[Free-text object descriptions]
*** Begin section ***
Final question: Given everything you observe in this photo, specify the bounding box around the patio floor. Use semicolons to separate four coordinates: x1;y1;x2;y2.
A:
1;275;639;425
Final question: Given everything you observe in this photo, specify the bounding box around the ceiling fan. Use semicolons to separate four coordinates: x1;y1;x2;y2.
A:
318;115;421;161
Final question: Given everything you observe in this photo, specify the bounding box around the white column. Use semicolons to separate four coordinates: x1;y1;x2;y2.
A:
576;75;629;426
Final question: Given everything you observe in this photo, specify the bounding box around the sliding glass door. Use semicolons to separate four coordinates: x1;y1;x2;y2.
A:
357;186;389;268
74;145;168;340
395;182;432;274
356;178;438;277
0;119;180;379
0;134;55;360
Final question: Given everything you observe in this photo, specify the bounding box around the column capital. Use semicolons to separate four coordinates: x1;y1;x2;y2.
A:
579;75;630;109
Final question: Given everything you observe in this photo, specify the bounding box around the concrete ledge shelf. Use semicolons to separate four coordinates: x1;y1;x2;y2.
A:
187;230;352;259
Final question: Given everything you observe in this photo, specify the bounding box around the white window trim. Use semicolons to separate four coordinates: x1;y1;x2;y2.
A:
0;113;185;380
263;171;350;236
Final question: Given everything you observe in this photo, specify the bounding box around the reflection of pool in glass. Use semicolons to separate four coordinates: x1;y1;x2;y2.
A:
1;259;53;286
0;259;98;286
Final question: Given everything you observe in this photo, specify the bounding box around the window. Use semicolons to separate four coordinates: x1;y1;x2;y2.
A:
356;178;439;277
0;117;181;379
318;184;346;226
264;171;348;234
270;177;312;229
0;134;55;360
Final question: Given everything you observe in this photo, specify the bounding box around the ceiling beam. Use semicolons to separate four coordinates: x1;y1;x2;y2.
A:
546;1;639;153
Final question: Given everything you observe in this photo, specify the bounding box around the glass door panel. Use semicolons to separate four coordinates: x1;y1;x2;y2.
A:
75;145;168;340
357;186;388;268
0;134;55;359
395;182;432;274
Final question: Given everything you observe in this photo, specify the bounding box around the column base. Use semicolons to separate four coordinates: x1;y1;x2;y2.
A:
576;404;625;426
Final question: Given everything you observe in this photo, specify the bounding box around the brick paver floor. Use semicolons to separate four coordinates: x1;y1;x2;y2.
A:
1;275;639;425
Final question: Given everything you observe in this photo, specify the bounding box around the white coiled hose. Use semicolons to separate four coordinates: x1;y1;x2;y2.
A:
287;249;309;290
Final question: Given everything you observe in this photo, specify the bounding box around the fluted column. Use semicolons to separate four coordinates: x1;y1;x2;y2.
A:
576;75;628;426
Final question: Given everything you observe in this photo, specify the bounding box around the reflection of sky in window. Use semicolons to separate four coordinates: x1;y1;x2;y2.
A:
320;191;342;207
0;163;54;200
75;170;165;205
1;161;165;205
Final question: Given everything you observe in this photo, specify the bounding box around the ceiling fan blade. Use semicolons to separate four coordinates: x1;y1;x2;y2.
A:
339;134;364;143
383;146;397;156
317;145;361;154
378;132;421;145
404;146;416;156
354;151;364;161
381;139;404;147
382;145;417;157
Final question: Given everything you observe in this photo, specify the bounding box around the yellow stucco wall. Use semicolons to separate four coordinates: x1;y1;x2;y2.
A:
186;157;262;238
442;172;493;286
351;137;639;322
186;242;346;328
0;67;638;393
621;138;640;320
*** End section ***
**Aim of the exercise**:
Faithfully copy every entry, leaving nothing out.

**Task answer**:
Final question: Given everything you observe in this photo, specify the bounding box around the patio floor. Use semicolons to separate four coordinates: x1;y1;x2;y2.
A:
1;275;639;425
Final question: Given everything you observe in this photo, specify the bounding box around the ceiling fan. Use semicolons to separate four coordinates: x1;y1;x2;y2.
A:
318;115;421;161
Final question: Given everything you observe in this photo, specify the bounding box around the white column. Use semicolons to separate four coordinates: x1;y1;x2;y2.
A:
576;75;629;426
Final question: Given everything you observe in this photo, specify the bounding box around the sliding glass door. Use semicolons to separate four coordinates: x1;y1;x2;y2.
A:
357;186;389;268
74;145;168;340
395;182;432;274
356;178;438;277
0;119;180;379
0;134;55;360
Final question: Given everything you observe in this photo, specify the bounding box around the column capital. Use semicolons to separate four coordinates: x1;y1;x2;y2.
A:
579;75;630;109
Final question: Given everything you observe in this photo, specify the bounding box around the concrete ledge shelf. Use semicolons to separate four coordinates: x1;y1;x2;y2.
A:
187;230;352;259
Final question: Given everything you observe in this photo, specify the bounding box around the white window trim. Use semicolons to separate four coordinates: x1;y1;x2;y2.
A:
0;113;185;380
263;171;350;236
Final question: Given everything you observe in this photo, specify the bounding box around the reflection of pool in glass. Use semicolons to separate four coordinates: x1;y1;x2;y2.
A:
1;259;53;286
0;259;98;286
Final question: Given everything you observe in this photo, specify the bounding box around the window. Use semicolons to separate four coordinates: x1;y1;x2;y2.
A:
356;178;439;277
0;117;181;379
318;184;346;226
264;171;348;234
270;177;312;229
0;134;55;360
Final question: Given everything you observe in this photo, specify the bounding box around the ceiling beam. Use semicolons to separate four coordinates: x1;y1;x2;y2.
A:
546;1;639;153
Final question: Given everything you observe in this photo, specify the bounding box around the glass door panel. Use semicolons to separate four coordinates: x1;y1;x2;y2.
A:
75;145;168;340
357;186;388;268
0;134;55;359
395;182;432;274
Final question: Given everything you observe in this photo, specify the bounding box around the column base. Use semicolons to separate four coordinates: x1;y1;x2;y2.
A:
576;404;625;426
Final question: Given everything you observe in this photo, specify the bounding box around the brick paver floor. Use semicolons to separate four coordinates: x1;y1;x2;y2.
A:
1;275;639;425
Final question: Given everything you observe in this photo, specify the bounding box around the white coiled hose. Use semicolons to separate four coordinates: x1;y1;x2;y2.
A:
287;249;309;290
Final question: Given everything you observe in this photo, specify the bounding box around the fluted column. Use semicolons to separate four coordinates: x1;y1;x2;y2.
A:
576;75;628;426
Final question: Given everything you observe in this photo, specify the bounding box around the reflection of sky in window. Use semicolons to separate four coordinates: x1;y1;x2;y2.
A:
320;191;342;207
0;163;54;200
75;170;165;205
1;161;165;205
Final question: Given everything you observe in this photo, specify the bounding box around the ceiling fan blade. Use semicolons to separate four coordinates: x1;y1;x2;y2.
A:
339;134;364;143
383;146;397;156
317;145;361;154
378;132;421;145
404;146;416;156
354;151;364;161
381;139;404;147
382;145;417;157
Final question: Given everything you observe in this photo, specify the bounding box around the yellow stucco wall. Use semicolons to separate four coordinates: x1;y1;x2;y2.
A:
186;157;262;238
442;172;493;286
351;137;639;322
186;242;346;328
0;67;638;393
621;138;640;320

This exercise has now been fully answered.